=== Input rows ===
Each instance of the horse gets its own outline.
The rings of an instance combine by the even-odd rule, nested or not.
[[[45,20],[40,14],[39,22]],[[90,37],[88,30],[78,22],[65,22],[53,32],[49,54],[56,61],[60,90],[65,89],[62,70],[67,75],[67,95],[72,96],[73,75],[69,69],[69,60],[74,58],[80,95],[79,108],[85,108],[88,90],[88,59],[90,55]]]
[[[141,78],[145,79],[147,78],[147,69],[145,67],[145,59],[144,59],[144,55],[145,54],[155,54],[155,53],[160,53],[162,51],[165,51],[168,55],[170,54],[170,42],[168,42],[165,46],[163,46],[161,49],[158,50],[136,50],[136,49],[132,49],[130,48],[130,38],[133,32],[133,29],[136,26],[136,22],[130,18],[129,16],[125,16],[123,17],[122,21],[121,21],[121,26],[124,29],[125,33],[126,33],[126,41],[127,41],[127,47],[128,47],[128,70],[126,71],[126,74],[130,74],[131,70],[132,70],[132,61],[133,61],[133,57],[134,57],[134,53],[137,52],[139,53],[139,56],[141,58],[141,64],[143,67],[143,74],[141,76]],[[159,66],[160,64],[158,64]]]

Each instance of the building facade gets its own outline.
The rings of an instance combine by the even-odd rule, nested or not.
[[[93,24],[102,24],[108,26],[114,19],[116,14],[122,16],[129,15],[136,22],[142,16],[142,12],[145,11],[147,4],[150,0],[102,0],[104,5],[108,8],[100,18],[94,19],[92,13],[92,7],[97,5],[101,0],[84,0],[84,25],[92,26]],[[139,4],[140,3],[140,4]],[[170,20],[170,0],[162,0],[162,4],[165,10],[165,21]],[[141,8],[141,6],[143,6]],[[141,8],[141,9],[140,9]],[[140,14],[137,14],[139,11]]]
===
Exercise description
Please return every line above that contains the word "gets", copying each one in full.

Correct answer
Each instance of the horse gets its own outline.
Each instance of the building facade gets its own outline.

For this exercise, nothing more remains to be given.